*** Исходный материал ***

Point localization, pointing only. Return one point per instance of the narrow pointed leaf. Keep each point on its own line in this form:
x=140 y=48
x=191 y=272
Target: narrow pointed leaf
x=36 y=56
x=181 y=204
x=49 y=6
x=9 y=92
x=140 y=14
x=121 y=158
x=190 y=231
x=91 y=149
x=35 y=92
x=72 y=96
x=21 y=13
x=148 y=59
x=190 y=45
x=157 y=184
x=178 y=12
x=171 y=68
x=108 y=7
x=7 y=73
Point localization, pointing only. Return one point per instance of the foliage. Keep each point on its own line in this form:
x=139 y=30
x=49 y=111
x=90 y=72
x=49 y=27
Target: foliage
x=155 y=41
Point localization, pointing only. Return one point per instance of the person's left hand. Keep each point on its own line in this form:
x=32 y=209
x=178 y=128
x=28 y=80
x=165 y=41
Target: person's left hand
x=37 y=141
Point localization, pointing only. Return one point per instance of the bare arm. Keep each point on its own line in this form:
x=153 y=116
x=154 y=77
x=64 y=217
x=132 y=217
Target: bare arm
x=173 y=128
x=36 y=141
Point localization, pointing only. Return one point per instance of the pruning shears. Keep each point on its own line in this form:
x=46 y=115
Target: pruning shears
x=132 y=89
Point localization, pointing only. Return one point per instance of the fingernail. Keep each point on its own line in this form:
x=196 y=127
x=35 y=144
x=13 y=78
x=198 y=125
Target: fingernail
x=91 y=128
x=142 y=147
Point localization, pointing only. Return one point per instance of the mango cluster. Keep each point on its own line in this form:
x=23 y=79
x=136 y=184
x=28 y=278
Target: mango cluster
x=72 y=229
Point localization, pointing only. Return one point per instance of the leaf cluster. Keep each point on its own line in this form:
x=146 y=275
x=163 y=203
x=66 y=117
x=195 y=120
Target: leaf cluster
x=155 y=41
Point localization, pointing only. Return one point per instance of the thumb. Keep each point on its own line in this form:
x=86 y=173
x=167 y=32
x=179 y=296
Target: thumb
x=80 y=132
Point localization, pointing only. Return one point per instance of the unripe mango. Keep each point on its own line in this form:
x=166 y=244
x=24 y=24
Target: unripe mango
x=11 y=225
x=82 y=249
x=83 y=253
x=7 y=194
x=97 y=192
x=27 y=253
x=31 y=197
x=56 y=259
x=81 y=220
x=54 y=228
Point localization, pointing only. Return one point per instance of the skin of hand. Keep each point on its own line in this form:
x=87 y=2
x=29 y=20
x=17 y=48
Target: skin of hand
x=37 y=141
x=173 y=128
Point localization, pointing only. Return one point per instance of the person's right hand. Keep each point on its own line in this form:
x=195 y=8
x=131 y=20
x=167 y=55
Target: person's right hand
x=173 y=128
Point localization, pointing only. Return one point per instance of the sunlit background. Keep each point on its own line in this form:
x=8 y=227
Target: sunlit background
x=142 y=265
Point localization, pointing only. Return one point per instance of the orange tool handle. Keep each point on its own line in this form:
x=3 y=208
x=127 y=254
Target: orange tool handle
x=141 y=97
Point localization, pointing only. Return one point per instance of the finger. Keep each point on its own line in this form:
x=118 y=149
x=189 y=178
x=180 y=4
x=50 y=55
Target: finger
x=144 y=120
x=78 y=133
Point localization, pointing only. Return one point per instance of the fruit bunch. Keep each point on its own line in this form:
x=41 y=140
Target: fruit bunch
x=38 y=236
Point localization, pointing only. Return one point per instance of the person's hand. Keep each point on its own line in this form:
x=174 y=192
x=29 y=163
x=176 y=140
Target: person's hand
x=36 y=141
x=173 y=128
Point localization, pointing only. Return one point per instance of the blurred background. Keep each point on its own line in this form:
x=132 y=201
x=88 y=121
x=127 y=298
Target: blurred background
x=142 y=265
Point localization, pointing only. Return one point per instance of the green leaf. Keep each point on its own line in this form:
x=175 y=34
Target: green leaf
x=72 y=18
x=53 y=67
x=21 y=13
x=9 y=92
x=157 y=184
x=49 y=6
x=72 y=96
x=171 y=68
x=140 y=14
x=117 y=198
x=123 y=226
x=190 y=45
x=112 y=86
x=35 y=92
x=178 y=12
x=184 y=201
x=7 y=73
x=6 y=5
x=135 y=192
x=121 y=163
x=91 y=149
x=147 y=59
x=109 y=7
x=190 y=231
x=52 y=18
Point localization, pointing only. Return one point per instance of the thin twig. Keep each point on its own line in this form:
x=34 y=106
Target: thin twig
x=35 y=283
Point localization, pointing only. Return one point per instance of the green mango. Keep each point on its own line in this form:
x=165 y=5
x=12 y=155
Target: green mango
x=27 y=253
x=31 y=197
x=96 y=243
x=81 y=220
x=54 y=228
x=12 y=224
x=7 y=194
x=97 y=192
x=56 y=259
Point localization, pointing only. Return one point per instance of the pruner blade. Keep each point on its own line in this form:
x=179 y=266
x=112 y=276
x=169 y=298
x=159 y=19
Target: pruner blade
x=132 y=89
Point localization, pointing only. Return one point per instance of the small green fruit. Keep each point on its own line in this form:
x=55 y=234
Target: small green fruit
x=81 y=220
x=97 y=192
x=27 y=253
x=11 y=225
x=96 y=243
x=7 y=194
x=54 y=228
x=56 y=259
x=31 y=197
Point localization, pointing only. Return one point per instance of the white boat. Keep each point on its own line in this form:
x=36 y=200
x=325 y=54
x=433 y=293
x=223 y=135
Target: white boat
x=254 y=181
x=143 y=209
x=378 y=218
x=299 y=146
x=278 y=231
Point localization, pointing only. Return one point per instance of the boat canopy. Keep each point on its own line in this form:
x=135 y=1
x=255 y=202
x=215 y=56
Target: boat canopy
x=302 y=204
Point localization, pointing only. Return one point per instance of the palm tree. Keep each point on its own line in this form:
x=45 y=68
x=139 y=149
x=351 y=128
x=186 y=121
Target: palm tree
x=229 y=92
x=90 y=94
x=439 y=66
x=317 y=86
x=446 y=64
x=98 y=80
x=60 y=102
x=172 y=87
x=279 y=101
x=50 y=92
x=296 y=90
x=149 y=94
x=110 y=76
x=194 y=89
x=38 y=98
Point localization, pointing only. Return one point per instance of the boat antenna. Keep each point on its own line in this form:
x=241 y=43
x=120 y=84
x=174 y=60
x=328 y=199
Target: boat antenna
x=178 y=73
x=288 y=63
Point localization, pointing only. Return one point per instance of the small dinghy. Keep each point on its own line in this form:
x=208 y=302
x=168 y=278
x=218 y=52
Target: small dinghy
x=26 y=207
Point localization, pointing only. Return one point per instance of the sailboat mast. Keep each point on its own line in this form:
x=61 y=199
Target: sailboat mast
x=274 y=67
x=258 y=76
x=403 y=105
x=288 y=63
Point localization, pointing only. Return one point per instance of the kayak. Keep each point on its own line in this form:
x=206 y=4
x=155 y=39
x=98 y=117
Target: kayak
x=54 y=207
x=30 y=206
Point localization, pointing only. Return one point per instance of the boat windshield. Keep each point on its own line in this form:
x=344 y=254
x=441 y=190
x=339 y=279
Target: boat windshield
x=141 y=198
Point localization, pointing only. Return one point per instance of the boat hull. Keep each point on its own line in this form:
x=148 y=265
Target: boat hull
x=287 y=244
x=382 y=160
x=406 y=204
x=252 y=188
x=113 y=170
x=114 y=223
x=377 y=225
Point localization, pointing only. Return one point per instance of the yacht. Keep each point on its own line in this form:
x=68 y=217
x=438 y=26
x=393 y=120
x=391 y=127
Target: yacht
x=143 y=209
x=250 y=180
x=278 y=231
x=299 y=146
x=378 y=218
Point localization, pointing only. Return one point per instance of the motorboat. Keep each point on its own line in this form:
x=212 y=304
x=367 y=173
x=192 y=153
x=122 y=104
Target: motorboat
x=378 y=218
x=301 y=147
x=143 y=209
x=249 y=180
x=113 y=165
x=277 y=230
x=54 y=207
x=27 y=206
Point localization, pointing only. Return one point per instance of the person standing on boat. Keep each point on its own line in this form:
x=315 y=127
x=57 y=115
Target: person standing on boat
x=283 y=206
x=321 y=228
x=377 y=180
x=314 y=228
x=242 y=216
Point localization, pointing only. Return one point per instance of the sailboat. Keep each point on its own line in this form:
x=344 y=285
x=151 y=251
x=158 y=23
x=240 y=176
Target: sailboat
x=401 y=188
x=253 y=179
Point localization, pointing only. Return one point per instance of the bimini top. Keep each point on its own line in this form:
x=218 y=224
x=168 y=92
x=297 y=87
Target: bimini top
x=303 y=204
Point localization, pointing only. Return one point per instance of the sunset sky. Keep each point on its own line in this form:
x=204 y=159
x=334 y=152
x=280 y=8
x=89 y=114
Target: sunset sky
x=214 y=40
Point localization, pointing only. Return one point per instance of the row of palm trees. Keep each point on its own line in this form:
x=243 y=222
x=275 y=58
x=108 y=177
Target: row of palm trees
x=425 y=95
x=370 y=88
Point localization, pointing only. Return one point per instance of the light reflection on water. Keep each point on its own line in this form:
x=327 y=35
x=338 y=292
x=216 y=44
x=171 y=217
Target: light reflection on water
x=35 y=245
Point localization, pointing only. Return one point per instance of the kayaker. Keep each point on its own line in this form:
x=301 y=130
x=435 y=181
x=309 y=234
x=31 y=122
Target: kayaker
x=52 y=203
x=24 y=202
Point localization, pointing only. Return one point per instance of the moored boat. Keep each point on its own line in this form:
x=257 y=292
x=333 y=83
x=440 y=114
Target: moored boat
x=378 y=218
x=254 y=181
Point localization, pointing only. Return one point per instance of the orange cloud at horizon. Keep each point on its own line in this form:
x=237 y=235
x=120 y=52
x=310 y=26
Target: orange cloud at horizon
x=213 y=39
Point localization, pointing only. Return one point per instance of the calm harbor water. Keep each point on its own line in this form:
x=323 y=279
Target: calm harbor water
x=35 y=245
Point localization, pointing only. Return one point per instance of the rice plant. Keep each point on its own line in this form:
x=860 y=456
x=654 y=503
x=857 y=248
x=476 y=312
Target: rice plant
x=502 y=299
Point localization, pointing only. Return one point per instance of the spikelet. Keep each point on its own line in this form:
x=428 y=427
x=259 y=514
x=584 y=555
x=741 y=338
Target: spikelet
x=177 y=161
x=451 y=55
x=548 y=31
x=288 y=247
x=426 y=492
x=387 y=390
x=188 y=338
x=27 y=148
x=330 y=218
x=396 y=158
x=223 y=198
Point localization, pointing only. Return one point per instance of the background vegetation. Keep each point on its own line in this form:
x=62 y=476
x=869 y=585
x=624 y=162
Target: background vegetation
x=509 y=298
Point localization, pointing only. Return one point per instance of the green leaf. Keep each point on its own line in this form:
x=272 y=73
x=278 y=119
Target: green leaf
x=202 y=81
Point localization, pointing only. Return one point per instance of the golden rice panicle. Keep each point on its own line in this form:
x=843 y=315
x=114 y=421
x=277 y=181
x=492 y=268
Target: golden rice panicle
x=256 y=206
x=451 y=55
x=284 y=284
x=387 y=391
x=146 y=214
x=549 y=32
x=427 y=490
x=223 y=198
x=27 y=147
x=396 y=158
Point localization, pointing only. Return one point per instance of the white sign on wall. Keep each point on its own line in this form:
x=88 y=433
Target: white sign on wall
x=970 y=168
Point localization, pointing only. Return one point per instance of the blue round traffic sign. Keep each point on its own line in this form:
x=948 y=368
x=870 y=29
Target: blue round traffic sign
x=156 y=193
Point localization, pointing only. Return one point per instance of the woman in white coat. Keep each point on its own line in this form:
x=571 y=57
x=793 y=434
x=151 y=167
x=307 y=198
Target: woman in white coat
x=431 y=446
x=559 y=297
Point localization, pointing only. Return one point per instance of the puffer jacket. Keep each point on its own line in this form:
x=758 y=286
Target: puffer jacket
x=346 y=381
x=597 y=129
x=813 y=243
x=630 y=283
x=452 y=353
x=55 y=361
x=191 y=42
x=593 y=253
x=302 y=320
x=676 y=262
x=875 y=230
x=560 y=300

***

» **Задание**:
Выведите без изменений строки, начиная со строки, в которой есть «the orange cloud», и заканчивая строкой, содержащей «x=509 y=298», включая обе эти строки.

» **Результат выполнения**:
Point localization, pointing only. Return one point per instance of the orange cloud at horizon. Keep each point on its own line in this form:
x=237 y=235
x=120 y=52
x=310 y=26
Target: orange cloud at horizon
x=213 y=39
Point localization, pointing only. Return one point per instance of the calm harbor water. Keep each point on its own line in this form:
x=323 y=279
Target: calm harbor water
x=35 y=245
Point localization, pointing only. Return one point per instance of the rice plant. Keep each point on its own line in this form:
x=860 y=456
x=654 y=503
x=857 y=248
x=476 y=312
Target: rice plant
x=502 y=299
Point localization, pointing only. Return one point per instance of the spikelet. Keep each point on its own line in this form:
x=428 y=427
x=259 y=514
x=584 y=555
x=741 y=338
Target: spikelet
x=177 y=161
x=451 y=55
x=548 y=31
x=288 y=247
x=426 y=492
x=387 y=390
x=188 y=338
x=27 y=148
x=330 y=218
x=396 y=158
x=223 y=198
Point localization, pointing only. Return one point per instance of the background vegetation. Keep each point on its own line in this form:
x=62 y=476
x=869 y=585
x=624 y=162
Target: background vegetation
x=509 y=298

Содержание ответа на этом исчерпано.